#### Exercise description:
In the entries below, find the line with "[ ] identify the jacket" and print exactly every line from there up to and including the line with "[ ] identify the deck", with no other lines.

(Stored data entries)
════════
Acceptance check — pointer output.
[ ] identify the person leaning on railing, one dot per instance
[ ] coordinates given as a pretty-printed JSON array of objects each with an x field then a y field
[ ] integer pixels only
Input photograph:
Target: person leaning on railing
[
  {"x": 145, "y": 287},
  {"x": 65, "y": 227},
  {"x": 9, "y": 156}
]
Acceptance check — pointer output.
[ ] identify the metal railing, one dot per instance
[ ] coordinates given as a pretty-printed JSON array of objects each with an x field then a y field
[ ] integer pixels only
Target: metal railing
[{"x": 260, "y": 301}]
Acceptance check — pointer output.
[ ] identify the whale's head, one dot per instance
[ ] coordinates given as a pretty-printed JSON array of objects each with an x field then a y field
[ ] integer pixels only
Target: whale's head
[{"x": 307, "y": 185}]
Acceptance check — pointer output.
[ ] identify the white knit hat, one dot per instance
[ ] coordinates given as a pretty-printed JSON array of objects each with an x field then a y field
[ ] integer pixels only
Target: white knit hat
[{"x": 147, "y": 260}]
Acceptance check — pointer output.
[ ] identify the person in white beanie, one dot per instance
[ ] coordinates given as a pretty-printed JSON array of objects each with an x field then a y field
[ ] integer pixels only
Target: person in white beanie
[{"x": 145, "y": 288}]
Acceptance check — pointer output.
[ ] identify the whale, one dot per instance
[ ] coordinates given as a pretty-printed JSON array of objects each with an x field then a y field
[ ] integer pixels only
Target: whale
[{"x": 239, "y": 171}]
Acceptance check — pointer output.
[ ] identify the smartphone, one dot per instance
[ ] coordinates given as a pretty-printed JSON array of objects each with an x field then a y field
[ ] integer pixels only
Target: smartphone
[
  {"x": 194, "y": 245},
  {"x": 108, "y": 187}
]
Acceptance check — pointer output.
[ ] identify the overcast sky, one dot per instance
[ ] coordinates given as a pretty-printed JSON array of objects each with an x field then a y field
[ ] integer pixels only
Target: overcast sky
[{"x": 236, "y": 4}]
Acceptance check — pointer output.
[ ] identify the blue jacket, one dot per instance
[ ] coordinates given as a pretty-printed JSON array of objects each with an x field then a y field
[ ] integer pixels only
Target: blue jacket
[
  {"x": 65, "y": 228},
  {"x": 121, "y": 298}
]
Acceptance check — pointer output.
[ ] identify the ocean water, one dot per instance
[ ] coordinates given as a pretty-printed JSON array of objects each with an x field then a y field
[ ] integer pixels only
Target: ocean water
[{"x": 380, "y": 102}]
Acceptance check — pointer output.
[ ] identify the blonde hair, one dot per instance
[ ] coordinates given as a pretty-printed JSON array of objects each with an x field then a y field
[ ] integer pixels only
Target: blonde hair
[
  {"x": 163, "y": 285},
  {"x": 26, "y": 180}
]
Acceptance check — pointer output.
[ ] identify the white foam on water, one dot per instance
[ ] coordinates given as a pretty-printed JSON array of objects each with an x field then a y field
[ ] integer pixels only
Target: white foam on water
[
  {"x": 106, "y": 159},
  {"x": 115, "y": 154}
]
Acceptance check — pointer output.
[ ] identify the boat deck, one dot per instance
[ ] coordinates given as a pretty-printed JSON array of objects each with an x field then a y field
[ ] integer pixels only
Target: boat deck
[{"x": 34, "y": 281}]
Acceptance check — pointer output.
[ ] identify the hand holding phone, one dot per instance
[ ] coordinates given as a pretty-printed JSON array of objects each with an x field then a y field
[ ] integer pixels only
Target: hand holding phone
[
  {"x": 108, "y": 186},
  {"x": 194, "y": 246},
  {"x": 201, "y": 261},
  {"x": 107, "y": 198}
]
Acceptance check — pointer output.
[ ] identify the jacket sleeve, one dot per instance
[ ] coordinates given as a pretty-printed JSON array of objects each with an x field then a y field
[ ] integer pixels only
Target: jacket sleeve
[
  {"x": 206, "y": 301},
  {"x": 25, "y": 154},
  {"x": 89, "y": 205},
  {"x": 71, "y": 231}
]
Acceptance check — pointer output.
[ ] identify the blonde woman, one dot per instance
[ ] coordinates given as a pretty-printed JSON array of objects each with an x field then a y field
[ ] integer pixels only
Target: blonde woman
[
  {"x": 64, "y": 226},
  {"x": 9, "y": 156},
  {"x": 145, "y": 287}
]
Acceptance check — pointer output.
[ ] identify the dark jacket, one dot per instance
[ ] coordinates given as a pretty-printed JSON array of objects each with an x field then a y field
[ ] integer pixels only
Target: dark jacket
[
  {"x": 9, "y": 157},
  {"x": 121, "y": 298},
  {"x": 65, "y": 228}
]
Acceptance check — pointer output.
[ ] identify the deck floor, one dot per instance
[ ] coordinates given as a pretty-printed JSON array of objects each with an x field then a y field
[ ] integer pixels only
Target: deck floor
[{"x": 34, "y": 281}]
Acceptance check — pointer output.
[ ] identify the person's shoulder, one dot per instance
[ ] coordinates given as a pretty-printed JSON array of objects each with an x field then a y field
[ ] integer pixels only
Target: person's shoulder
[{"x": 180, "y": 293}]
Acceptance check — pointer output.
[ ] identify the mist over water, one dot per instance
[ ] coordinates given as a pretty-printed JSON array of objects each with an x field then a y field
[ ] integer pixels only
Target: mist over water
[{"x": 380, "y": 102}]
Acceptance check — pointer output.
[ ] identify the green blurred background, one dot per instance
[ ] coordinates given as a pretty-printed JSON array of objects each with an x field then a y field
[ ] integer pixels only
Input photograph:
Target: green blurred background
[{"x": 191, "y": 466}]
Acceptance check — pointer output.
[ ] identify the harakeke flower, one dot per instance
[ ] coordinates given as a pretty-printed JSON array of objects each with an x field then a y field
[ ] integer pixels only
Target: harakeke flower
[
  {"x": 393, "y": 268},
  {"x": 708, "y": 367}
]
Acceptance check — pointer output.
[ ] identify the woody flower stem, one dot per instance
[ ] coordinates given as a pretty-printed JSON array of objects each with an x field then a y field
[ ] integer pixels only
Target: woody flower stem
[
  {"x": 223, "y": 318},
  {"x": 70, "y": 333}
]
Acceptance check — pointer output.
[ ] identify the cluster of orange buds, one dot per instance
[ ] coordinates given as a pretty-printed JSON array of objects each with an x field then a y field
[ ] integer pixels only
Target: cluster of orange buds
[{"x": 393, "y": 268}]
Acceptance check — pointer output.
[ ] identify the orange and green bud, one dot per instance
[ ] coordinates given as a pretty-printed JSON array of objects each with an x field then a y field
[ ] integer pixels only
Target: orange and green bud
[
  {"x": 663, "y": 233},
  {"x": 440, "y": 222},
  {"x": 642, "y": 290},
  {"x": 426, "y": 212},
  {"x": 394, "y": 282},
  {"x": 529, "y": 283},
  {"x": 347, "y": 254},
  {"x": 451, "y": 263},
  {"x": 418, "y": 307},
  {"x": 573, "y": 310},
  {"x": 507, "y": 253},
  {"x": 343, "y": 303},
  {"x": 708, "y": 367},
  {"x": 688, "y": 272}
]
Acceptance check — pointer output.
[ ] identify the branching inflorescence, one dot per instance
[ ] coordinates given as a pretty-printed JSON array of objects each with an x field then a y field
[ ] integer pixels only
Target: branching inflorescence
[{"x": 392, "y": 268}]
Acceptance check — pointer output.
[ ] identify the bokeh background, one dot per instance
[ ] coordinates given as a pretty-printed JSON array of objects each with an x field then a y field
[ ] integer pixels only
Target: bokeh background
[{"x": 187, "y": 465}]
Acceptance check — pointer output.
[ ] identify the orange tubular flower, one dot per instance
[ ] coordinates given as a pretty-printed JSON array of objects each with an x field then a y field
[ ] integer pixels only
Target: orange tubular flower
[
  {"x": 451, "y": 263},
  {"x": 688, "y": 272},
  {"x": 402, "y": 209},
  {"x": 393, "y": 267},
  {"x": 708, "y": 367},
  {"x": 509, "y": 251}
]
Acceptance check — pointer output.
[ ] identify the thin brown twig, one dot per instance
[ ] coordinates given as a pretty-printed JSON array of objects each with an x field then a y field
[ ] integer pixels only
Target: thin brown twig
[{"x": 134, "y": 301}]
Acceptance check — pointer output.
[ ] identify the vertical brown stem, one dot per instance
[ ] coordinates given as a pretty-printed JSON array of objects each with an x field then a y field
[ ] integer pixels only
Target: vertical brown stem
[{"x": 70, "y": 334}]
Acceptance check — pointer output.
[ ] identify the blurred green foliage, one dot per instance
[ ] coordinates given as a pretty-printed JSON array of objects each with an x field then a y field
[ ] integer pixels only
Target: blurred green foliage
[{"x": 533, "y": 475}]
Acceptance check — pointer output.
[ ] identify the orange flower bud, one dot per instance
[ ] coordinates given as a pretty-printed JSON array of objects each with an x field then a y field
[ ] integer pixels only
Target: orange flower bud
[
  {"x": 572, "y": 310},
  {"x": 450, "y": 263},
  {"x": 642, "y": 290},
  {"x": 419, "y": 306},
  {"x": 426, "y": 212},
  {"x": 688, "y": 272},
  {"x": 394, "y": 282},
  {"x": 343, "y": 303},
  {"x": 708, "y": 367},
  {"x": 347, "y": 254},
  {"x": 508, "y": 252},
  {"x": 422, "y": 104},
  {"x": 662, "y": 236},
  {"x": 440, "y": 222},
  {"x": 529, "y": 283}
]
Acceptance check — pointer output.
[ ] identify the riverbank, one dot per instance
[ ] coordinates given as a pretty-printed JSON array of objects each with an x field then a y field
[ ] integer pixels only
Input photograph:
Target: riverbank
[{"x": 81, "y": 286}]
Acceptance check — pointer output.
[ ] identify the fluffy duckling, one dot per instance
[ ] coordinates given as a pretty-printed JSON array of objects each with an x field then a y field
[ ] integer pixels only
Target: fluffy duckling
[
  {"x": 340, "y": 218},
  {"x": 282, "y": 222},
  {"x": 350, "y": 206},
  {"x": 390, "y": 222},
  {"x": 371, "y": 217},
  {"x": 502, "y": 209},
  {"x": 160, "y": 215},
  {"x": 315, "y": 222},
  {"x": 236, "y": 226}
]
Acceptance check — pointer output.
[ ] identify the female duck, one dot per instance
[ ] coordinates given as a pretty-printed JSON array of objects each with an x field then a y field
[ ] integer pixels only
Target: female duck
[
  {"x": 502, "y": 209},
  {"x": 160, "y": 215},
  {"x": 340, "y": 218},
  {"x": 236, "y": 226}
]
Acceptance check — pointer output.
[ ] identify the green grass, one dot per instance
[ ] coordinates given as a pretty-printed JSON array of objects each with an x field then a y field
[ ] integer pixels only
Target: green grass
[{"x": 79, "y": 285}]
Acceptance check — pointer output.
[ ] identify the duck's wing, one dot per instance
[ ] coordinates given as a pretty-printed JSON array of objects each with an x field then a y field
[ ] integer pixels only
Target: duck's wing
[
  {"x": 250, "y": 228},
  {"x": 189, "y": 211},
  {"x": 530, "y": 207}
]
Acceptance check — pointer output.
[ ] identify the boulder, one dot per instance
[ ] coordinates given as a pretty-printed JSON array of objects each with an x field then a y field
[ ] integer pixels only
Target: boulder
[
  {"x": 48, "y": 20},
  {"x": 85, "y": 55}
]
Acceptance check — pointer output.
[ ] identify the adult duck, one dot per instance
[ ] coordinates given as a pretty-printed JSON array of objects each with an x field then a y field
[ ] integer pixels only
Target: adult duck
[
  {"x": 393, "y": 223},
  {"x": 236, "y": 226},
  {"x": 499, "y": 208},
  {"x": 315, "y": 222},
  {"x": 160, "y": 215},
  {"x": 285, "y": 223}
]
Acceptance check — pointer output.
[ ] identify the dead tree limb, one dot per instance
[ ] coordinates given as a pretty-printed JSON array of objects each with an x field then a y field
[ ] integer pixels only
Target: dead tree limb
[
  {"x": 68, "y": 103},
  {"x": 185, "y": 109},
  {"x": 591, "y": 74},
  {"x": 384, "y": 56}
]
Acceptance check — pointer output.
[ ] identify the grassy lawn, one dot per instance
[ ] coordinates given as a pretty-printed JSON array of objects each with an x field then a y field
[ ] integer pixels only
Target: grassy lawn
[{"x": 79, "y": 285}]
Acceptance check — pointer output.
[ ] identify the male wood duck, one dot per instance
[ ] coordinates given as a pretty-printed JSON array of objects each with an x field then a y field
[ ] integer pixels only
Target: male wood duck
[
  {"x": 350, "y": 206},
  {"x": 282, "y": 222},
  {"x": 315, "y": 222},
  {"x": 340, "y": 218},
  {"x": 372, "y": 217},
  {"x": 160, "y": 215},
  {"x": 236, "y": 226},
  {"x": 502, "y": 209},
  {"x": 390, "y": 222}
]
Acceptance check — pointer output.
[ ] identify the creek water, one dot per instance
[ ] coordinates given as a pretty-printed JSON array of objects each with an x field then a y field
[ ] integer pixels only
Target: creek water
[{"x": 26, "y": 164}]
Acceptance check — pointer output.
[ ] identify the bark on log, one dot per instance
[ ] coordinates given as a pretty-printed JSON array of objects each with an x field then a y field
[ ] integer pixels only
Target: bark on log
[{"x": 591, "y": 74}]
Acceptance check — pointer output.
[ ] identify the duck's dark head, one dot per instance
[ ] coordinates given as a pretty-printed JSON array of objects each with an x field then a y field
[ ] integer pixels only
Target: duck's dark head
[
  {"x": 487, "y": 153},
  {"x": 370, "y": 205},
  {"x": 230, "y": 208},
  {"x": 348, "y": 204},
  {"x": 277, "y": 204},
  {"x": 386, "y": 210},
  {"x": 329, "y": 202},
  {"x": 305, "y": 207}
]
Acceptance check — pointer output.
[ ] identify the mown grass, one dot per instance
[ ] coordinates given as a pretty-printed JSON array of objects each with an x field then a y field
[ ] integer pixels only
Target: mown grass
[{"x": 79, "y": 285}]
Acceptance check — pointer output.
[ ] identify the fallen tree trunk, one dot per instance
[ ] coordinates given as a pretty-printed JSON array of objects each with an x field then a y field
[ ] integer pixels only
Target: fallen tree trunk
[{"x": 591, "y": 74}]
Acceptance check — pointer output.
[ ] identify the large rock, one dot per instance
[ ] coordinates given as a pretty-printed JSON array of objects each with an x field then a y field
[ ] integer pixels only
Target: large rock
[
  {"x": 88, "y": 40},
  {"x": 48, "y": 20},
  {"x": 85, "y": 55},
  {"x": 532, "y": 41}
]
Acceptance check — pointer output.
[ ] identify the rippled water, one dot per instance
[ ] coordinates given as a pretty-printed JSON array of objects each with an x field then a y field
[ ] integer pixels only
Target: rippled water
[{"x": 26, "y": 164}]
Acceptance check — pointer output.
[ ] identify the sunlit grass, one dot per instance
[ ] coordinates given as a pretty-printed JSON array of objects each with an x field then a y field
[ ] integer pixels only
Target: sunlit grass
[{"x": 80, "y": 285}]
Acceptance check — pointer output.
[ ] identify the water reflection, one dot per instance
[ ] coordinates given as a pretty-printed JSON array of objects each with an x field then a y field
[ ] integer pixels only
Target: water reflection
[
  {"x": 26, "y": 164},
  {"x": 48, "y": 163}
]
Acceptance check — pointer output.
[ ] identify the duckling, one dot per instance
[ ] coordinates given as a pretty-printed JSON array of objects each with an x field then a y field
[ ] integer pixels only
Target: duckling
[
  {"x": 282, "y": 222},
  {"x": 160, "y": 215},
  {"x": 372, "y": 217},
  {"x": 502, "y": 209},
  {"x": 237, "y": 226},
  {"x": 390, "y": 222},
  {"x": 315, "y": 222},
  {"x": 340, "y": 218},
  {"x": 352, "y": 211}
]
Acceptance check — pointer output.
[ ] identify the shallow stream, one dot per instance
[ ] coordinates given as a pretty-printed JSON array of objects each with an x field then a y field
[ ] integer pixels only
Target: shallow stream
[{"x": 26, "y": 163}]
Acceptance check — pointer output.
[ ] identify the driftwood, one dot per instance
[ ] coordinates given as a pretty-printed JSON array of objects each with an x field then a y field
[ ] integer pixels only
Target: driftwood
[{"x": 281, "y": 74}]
════════
#### Task output:
[ ] identify the jacket sleeve, one dot per instance
[ ] coordinates given as a pretty-printed JSON array of objects each with an x field then a y field
[ ] integer pixels only
Target: jacket sleeve
[
  {"x": 206, "y": 301},
  {"x": 25, "y": 154},
  {"x": 89, "y": 205},
  {"x": 71, "y": 231}
]
Acceptance check — pointer output.
[ ] identify the blonde woman, one dot per instance
[ ] coordinates given as a pretty-printed JSON array of objects each with an x field then a y field
[ ] integer pixels only
Target: blonde woman
[
  {"x": 64, "y": 226},
  {"x": 9, "y": 156},
  {"x": 145, "y": 287}
]
Acceptance check — pointer output.
[ ] identify the dark jacket, one dot per instance
[ ] coordinates given as a pretty-printed JSON array of objects each with an x field then a y field
[ ] integer pixels only
Target: dark jacket
[
  {"x": 9, "y": 157},
  {"x": 121, "y": 298},
  {"x": 65, "y": 228}
]
Acceptance check — pointer output.
[ ] identify the deck floor, one dot per instance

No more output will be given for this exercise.